--- Source extract ---

There were three major amusement parks in the Cincinnati area at the turn of the last century. They were Coney Island, Chester Park, and The Lagoon. The Lagoon ,located across the Ohio River in Ludlow Kentucky ,can be viewed on the Northern Kentucky Web Site (the link is on the Main Page). Go to Kenton County and then Ludlow.
Chester Park was located on the northwest corner of Spring Grove Avenue and Mitchell. The Greater Cincinnati Waterworks offices now partially occupy the spot (there are commemorative plaques in their lobby that refer to Chester Park, also their main sign out front as a reference to Chester Park on it). The area first opened as a horse racing club. The President of the club was a gentleman by the name of George Stone who was also president of the Cincinnati Bell Telephone Co., owned a horse called Lady Chester. Need I say more? During the 70's and 80's it was the headquarters of The Queen City Jockey Club. The track was a 1/2 mile oval on which, in 1876, the first Ohio Derby was held. On August 29,1885 15,000 people gathered to watch John L. Sullivan fight Dominick (Dan) McCaffrey in one of the first boxing matches held under the Marquis of Queensbury rules. This was the first championship fight held in Cincinnati. Fighting a seven rounder Sullivan won the decision although it took several days to decide it. George Stone died in 1901 (his widow, Martha, was a survivor of the Titanic). In 1895 The Cincinnati Street Railway Company bought the park and used part of the land as a streetcar maintenance complex and the park became an "amusement resort". See the image below for the layout of the park and the Street Railway Maintenance complex.

---

§ Instruction a
Rewrite the stretch from "There were three" through "and then Ludlow." in the passage on Cincinnati's early amusement parks, replacing "amusement parks" with "entertainment parks".

--- Recorded data ---

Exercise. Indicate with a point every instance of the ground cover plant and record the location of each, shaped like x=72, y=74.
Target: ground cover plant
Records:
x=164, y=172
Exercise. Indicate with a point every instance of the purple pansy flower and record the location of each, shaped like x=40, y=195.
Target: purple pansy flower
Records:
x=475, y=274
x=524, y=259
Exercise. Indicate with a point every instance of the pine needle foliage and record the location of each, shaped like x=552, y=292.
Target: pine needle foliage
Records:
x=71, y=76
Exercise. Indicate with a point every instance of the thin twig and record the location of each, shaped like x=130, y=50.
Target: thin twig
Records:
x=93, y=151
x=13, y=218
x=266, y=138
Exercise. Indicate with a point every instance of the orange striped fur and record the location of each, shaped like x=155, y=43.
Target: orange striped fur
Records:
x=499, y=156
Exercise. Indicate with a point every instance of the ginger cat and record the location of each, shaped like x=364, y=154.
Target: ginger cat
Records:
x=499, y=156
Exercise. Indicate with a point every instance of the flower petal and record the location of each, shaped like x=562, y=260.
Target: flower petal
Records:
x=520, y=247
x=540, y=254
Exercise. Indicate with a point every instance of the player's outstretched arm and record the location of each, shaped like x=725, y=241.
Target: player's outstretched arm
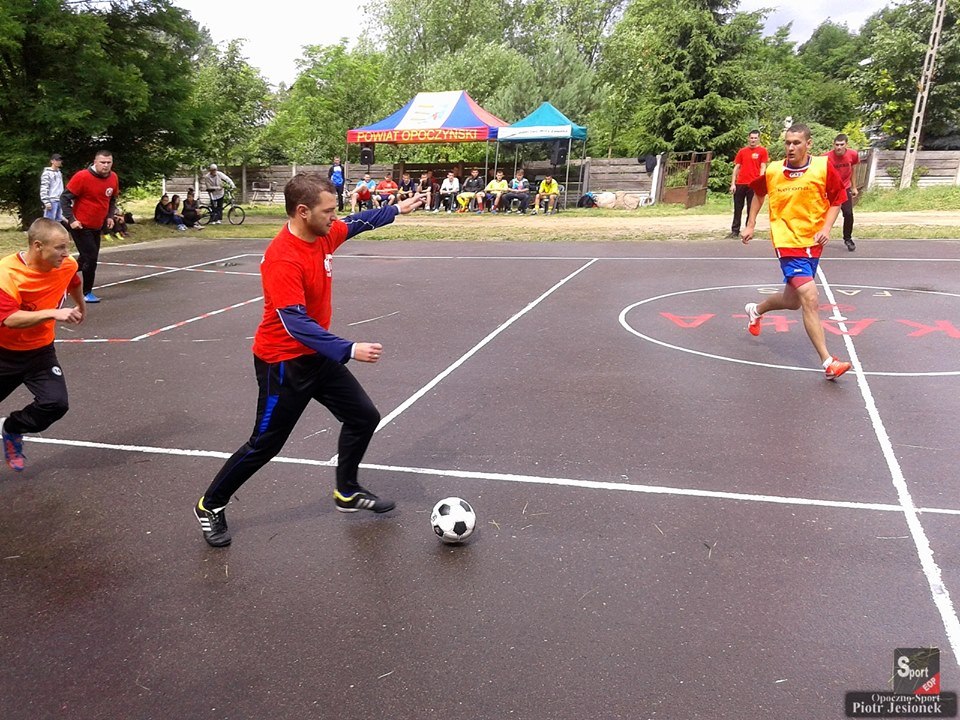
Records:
x=367, y=352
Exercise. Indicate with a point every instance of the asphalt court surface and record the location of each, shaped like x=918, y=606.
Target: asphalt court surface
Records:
x=676, y=519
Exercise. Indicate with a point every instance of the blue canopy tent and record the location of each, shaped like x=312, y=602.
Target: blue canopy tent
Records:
x=545, y=124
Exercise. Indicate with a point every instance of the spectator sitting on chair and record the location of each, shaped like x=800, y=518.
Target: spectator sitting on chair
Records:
x=549, y=191
x=363, y=193
x=191, y=215
x=428, y=188
x=119, y=229
x=519, y=191
x=408, y=187
x=472, y=189
x=449, y=189
x=164, y=214
x=387, y=190
x=496, y=188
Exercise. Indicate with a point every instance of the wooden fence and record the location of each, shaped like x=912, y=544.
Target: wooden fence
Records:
x=934, y=167
x=628, y=178
x=615, y=175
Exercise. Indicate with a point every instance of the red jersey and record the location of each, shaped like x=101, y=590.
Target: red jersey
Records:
x=23, y=288
x=750, y=159
x=93, y=195
x=295, y=272
x=844, y=164
x=798, y=204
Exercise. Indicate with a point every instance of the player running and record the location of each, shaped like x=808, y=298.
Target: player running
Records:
x=805, y=198
x=32, y=288
x=297, y=359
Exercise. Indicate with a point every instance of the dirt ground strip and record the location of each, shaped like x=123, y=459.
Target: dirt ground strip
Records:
x=677, y=520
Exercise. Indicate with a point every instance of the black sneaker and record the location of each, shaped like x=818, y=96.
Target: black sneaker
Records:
x=214, y=525
x=13, y=450
x=362, y=500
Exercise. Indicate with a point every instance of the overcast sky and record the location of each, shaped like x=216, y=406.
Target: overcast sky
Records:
x=276, y=30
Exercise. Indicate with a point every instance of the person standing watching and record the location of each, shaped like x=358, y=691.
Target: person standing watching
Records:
x=805, y=194
x=337, y=175
x=36, y=279
x=749, y=164
x=842, y=158
x=296, y=357
x=89, y=204
x=214, y=182
x=51, y=188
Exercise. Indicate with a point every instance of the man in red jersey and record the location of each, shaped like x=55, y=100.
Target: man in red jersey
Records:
x=843, y=159
x=32, y=288
x=805, y=194
x=749, y=164
x=89, y=202
x=297, y=358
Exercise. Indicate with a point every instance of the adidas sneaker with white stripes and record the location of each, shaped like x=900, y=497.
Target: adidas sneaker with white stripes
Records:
x=361, y=500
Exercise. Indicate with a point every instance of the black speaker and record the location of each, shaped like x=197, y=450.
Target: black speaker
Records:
x=558, y=153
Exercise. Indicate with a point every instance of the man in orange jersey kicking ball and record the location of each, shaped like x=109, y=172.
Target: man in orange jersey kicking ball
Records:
x=805, y=195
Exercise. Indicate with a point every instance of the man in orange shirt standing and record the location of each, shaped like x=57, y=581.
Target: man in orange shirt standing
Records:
x=32, y=288
x=805, y=196
x=89, y=203
x=749, y=164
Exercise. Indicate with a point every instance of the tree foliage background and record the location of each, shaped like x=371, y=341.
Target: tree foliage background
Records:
x=140, y=77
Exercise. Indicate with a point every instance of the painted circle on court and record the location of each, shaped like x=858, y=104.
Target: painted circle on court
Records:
x=841, y=304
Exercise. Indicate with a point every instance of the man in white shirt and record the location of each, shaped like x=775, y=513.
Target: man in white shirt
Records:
x=51, y=188
x=449, y=189
x=214, y=182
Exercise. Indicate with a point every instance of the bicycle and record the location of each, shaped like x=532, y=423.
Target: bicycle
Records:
x=233, y=212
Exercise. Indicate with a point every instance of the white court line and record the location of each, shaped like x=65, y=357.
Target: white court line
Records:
x=476, y=348
x=627, y=257
x=173, y=270
x=941, y=596
x=515, y=478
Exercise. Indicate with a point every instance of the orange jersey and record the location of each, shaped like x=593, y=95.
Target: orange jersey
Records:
x=22, y=288
x=798, y=202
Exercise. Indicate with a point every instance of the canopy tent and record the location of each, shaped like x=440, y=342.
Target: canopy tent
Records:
x=545, y=124
x=435, y=117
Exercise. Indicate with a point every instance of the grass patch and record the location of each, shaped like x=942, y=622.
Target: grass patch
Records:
x=912, y=200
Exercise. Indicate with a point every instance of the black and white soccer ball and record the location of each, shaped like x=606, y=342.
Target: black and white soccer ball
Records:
x=453, y=520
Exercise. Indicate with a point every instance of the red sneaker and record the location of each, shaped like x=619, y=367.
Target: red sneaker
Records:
x=836, y=368
x=753, y=326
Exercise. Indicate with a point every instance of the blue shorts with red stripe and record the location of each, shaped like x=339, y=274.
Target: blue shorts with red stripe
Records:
x=798, y=268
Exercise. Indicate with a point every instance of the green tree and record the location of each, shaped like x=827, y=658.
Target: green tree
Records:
x=832, y=51
x=73, y=78
x=677, y=76
x=894, y=44
x=336, y=90
x=234, y=103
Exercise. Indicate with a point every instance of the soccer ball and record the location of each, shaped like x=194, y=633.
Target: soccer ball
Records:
x=453, y=520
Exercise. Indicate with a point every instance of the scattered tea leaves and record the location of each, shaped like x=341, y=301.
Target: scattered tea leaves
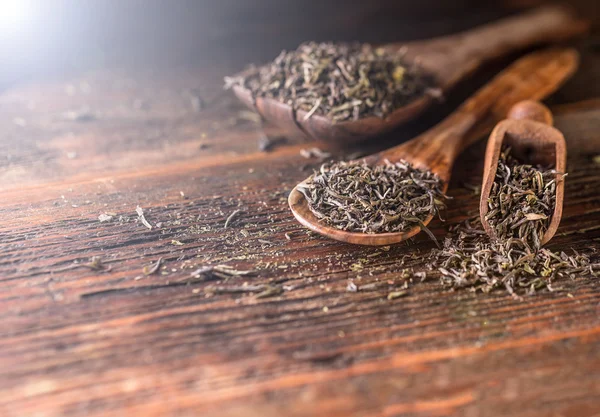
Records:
x=270, y=291
x=104, y=218
x=231, y=217
x=142, y=218
x=96, y=264
x=397, y=294
x=469, y=259
x=152, y=269
x=218, y=272
x=314, y=152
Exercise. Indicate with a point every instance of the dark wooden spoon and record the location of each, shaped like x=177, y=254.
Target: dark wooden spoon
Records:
x=534, y=76
x=448, y=59
x=529, y=132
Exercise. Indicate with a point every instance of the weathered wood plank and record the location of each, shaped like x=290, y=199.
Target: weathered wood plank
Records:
x=77, y=341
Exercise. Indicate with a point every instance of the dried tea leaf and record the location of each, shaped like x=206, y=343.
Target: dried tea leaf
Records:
x=397, y=294
x=140, y=213
x=152, y=269
x=391, y=197
x=339, y=81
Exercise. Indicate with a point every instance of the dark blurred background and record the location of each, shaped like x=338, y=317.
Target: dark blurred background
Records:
x=46, y=38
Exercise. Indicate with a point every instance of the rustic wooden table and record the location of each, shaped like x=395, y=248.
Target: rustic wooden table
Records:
x=83, y=337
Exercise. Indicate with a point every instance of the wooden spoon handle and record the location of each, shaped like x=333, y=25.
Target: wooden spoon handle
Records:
x=531, y=110
x=454, y=57
x=532, y=77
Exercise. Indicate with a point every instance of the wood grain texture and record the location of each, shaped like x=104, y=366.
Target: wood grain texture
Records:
x=80, y=342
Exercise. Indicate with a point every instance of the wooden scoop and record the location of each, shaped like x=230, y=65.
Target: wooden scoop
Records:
x=529, y=132
x=448, y=59
x=534, y=76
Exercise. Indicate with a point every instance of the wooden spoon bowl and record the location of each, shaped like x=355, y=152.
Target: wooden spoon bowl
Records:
x=447, y=59
x=529, y=132
x=532, y=77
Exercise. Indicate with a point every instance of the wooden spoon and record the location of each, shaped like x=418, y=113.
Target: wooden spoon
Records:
x=448, y=59
x=534, y=76
x=529, y=132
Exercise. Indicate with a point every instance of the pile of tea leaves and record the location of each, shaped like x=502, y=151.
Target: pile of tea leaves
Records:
x=356, y=197
x=339, y=81
x=522, y=200
x=470, y=259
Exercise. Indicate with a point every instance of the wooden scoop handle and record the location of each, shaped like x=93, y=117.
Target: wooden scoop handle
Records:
x=453, y=57
x=531, y=110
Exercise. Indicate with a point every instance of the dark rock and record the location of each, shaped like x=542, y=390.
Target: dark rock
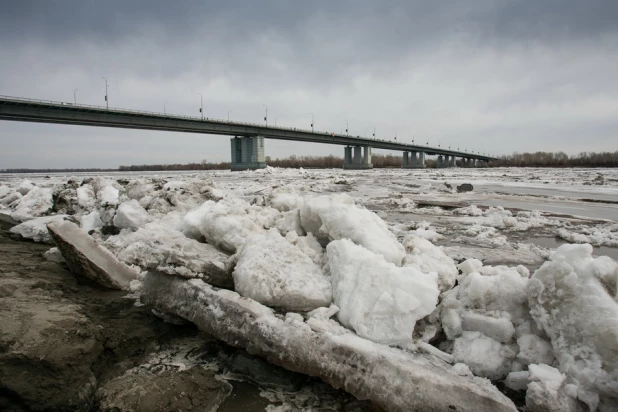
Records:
x=466, y=187
x=143, y=390
x=422, y=382
x=86, y=258
x=262, y=373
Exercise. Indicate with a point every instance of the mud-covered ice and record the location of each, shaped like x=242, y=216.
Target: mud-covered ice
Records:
x=398, y=260
x=276, y=273
x=570, y=299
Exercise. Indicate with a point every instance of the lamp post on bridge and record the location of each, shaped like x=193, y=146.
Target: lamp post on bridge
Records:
x=266, y=116
x=106, y=94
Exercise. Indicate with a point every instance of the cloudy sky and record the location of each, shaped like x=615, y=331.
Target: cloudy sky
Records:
x=490, y=75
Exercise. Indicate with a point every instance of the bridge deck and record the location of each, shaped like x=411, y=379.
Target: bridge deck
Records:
x=29, y=110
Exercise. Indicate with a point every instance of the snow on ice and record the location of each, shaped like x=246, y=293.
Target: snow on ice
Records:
x=370, y=278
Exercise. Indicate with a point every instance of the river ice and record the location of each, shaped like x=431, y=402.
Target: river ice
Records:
x=407, y=260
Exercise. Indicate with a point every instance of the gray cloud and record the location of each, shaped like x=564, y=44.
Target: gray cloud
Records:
x=494, y=76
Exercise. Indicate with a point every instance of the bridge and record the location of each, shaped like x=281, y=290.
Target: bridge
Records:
x=247, y=143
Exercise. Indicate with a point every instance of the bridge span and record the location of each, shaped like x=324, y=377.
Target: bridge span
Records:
x=247, y=143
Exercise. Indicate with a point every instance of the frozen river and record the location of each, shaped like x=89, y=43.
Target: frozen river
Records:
x=432, y=258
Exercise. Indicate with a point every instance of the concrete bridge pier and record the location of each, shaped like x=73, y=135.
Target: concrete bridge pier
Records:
x=413, y=160
x=247, y=153
x=360, y=160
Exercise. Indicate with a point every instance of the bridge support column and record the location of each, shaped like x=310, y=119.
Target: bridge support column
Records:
x=413, y=160
x=247, y=153
x=448, y=160
x=361, y=159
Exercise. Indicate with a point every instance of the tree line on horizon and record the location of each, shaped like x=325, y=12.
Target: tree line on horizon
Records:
x=537, y=159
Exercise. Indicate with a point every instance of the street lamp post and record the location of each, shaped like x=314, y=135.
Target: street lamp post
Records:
x=106, y=94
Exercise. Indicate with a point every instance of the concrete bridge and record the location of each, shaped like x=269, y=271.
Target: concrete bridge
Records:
x=247, y=143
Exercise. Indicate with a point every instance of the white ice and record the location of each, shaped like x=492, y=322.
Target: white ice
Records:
x=337, y=217
x=377, y=299
x=276, y=273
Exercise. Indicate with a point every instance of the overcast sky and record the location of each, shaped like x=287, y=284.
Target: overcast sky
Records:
x=486, y=75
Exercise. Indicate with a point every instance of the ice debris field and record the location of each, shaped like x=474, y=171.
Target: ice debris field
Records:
x=512, y=281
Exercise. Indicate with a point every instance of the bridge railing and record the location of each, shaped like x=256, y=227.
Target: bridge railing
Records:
x=196, y=118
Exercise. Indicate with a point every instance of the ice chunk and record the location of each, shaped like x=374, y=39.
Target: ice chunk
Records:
x=25, y=186
x=312, y=248
x=461, y=369
x=36, y=229
x=130, y=215
x=272, y=271
x=377, y=299
x=485, y=356
x=546, y=373
x=54, y=255
x=225, y=224
x=289, y=222
x=4, y=191
x=284, y=199
x=137, y=189
x=91, y=221
x=337, y=217
x=540, y=397
x=500, y=329
x=451, y=323
x=470, y=265
x=392, y=379
x=504, y=291
x=36, y=202
x=109, y=196
x=575, y=310
x=157, y=247
x=518, y=381
x=10, y=198
x=533, y=349
x=428, y=257
x=85, y=196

---

§ Instruction b
Convert the records from the line containing "Exercise. Indicate with a point every instance of the rustic" through the line containing "x=80, y=342" into a two-column CSV with headers text and answer. Give one row per record, holding its text and its answer, and put each value in a single quoted field with line breaks replaced by spaces.

§ Exercise answer a
There were three major entertainment parks in the Cincinnati area at the turn of the last century. They were Coney Island, Chester Park, and The Lagoon. The Lagoon ,located across the Ohio River in Ludlow Kentucky ,can be viewed on the Northern Kentucky Web Site (the link is on the Main Page). Go to Kenton County and then Ludlow.

§ Exercise answer b
text,answer
"Exercise. Indicate with a point every instance of the rustic wooden table and record the location of each, shaped like x=395, y=248. Target: rustic wooden table Records:","x=83, y=337"
"Exercise. Indicate with a point every instance of the wooden spoon handle and record the location of each, shaped like x=333, y=25. Target: wooden spoon handle Records:","x=531, y=110 x=454, y=57 x=532, y=77"
"Exercise. Indicate with a point every instance of the wood grain texture and record the location of each, shaped like x=104, y=366. Target: wood grain texture Records:","x=80, y=342"